## GOAL OF THE EXERCISE:
Reproduce all of the data that follows, character for character.

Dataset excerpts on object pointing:
>>

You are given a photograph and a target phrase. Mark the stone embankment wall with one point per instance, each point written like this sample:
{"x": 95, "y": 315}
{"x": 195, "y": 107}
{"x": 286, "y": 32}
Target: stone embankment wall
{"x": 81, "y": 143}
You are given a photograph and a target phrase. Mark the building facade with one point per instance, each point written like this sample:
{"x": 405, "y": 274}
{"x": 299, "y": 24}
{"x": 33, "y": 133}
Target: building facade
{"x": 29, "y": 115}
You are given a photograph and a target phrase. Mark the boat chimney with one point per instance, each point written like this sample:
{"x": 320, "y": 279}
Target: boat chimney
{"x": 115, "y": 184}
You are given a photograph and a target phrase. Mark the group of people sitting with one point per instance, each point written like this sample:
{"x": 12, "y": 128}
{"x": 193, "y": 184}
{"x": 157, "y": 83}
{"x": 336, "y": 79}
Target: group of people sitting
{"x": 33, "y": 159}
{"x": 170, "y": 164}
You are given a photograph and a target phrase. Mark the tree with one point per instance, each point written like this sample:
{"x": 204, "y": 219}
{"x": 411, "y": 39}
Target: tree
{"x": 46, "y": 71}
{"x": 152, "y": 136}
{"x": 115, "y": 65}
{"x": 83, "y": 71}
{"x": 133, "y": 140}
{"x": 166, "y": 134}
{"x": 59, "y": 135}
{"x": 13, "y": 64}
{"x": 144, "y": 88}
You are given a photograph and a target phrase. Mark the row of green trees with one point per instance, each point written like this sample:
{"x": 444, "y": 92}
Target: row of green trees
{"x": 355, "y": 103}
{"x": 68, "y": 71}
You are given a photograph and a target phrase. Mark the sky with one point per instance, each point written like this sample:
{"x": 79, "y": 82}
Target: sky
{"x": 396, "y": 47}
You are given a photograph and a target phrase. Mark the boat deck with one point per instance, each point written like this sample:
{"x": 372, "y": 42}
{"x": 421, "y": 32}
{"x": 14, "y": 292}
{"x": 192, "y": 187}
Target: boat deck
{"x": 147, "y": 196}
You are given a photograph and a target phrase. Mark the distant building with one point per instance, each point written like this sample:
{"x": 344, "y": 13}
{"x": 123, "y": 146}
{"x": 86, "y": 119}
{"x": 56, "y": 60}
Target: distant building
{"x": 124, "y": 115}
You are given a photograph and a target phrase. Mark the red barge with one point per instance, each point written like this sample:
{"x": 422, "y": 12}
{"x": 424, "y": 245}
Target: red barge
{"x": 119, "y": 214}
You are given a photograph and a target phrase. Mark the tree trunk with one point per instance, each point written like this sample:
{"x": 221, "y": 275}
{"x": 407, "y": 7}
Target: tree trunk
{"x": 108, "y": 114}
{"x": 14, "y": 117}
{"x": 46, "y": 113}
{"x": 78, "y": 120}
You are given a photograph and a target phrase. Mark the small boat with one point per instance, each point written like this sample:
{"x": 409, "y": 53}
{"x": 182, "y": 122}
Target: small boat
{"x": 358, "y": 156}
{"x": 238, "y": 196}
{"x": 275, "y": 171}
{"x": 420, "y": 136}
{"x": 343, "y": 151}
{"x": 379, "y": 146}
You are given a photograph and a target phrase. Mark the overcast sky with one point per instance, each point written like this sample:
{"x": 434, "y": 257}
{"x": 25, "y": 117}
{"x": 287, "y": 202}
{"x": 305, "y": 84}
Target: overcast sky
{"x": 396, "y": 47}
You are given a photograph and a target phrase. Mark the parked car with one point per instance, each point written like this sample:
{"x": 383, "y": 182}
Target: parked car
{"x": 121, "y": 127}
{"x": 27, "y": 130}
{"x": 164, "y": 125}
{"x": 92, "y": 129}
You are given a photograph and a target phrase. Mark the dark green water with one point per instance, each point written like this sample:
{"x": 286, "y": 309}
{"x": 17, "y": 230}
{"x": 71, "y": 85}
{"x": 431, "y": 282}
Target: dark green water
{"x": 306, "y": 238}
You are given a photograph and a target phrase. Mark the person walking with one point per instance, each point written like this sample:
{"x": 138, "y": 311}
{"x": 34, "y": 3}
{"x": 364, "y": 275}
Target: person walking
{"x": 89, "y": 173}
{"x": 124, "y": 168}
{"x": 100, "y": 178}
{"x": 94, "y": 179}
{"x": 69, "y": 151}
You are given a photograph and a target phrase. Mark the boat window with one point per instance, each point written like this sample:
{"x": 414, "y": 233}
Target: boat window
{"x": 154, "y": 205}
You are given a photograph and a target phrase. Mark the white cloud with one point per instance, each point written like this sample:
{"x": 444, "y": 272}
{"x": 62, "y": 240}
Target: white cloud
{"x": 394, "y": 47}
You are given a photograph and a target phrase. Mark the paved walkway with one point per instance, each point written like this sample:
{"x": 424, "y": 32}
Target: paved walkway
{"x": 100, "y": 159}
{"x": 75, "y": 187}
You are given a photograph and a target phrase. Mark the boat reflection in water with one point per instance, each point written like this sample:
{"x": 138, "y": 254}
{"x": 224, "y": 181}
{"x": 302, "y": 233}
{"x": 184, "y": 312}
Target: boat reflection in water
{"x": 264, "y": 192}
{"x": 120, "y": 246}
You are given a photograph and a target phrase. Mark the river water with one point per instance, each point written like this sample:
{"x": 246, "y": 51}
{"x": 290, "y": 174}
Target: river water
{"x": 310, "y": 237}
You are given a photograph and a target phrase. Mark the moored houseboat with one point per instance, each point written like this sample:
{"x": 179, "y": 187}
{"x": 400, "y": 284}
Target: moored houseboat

<<

## TASK OUTPUT:
You are given a photograph and a target phrase. Mark the stone embankment wall with one point per instance, each point written like this sample:
{"x": 95, "y": 315}
{"x": 195, "y": 107}
{"x": 286, "y": 32}
Target: stone embankment wall
{"x": 81, "y": 143}
You are given a photograph and a target phrase. Mark the building facade with one point per instance, each point written like this sample:
{"x": 405, "y": 274}
{"x": 299, "y": 24}
{"x": 33, "y": 133}
Target: building facade
{"x": 29, "y": 115}
You are given a photograph and a target phrase. Mark the boat chimney with one point per instance, each point written like this sample:
{"x": 320, "y": 279}
Target: boat chimney
{"x": 115, "y": 184}
You are given a photograph and a target phrase. Mark the group of people sitting with one point per instance, each point written like this sample:
{"x": 12, "y": 128}
{"x": 193, "y": 184}
{"x": 157, "y": 83}
{"x": 336, "y": 79}
Target: group of people sitting
{"x": 33, "y": 159}
{"x": 170, "y": 164}
You are given a photograph and a target phrase. Mark the tree with one point per instance, each point written like this sample:
{"x": 204, "y": 219}
{"x": 411, "y": 39}
Target: tree
{"x": 46, "y": 71}
{"x": 152, "y": 136}
{"x": 115, "y": 65}
{"x": 83, "y": 71}
{"x": 133, "y": 140}
{"x": 166, "y": 134}
{"x": 59, "y": 135}
{"x": 13, "y": 64}
{"x": 144, "y": 88}
You are given a photograph and a target phrase. Mark the row of green trees with one point per instance, each point written like this sample:
{"x": 444, "y": 92}
Target: row of green trees
{"x": 355, "y": 103}
{"x": 68, "y": 71}
You are given a photograph and a target phrase. Mark the sky with one point per instance, each point written like this sample:
{"x": 79, "y": 82}
Target: sky
{"x": 396, "y": 47}
You are given a photograph and a target phrase. Mark the boat deck with one point per instance, each point written like this sample:
{"x": 372, "y": 42}
{"x": 421, "y": 32}
{"x": 14, "y": 292}
{"x": 192, "y": 187}
Target: boat deck
{"x": 147, "y": 196}
You are given a photograph and a target phrase. Mark the distant building with one point per instance, each point written like this sample:
{"x": 344, "y": 13}
{"x": 123, "y": 146}
{"x": 86, "y": 119}
{"x": 56, "y": 60}
Target: distant building
{"x": 124, "y": 115}
You are given a photograph and a target phrase. Mark the red barge with one point per instance, each point written like this sample:
{"x": 422, "y": 12}
{"x": 424, "y": 245}
Target: red barge
{"x": 119, "y": 214}
You are given a photograph and a target phrase. Mark the tree trunk with one point per instance, each point written like this sample:
{"x": 221, "y": 275}
{"x": 407, "y": 7}
Target: tree trunk
{"x": 108, "y": 114}
{"x": 14, "y": 117}
{"x": 46, "y": 113}
{"x": 78, "y": 120}
You are given a photograph and a target phrase. Mark the small boat with one point per instance, each point written like this sample:
{"x": 409, "y": 53}
{"x": 182, "y": 122}
Target: small boat
{"x": 358, "y": 156}
{"x": 238, "y": 196}
{"x": 275, "y": 171}
{"x": 420, "y": 136}
{"x": 343, "y": 151}
{"x": 379, "y": 146}
You are given a photograph and a target phrase. Mark the overcast sky with one point per instance, each point written like this sample:
{"x": 434, "y": 257}
{"x": 25, "y": 117}
{"x": 287, "y": 202}
{"x": 305, "y": 84}
Target: overcast sky
{"x": 396, "y": 47}
You are given a photograph and a target phrase. Mark the parked car with one point per instance, each point written like this sample:
{"x": 383, "y": 182}
Target: parked car
{"x": 121, "y": 127}
{"x": 27, "y": 130}
{"x": 164, "y": 125}
{"x": 92, "y": 129}
You are given a photograph and a target phrase. Mark the dark green water with one point per instance, each point written like this sample:
{"x": 286, "y": 309}
{"x": 17, "y": 230}
{"x": 71, "y": 85}
{"x": 431, "y": 282}
Target: dark green water
{"x": 306, "y": 238}
You are given a photograph and a target phrase. Mark the person walking with one point per instance, each point written like this sample:
{"x": 138, "y": 311}
{"x": 34, "y": 3}
{"x": 364, "y": 275}
Target: person walking
{"x": 89, "y": 173}
{"x": 124, "y": 168}
{"x": 100, "y": 178}
{"x": 94, "y": 179}
{"x": 69, "y": 151}
You are given a photograph and a target phrase. Mark the boat window with one point per instance, each point written like this sample:
{"x": 414, "y": 233}
Target: boat window
{"x": 154, "y": 205}
You are given a photograph and a target phrase. Mark the white cloud with one point per instance, each point written like this sample:
{"x": 444, "y": 272}
{"x": 62, "y": 240}
Target: white cloud
{"x": 394, "y": 47}
You are given a photograph and a target phrase. Mark the paved walkway with one point per instance, each point written like this sample:
{"x": 424, "y": 32}
Target: paved walkway
{"x": 100, "y": 159}
{"x": 75, "y": 187}
You are given a photograph and a target phrase. Mark the boat reflection in water with one point per instance, each point written like this sample:
{"x": 138, "y": 254}
{"x": 224, "y": 181}
{"x": 302, "y": 233}
{"x": 184, "y": 312}
Target: boat reflection in water
{"x": 264, "y": 192}
{"x": 120, "y": 246}
You are given a photograph and a target phrase. Mark the river water with one point per instance, each point written like this sample:
{"x": 246, "y": 51}
{"x": 290, "y": 174}
Target: river water
{"x": 310, "y": 237}
You are given a photograph and a target phrase. Mark the moored houseboat with one point per instance, each point written like this sample:
{"x": 179, "y": 187}
{"x": 400, "y": 284}
Target: moored houseboat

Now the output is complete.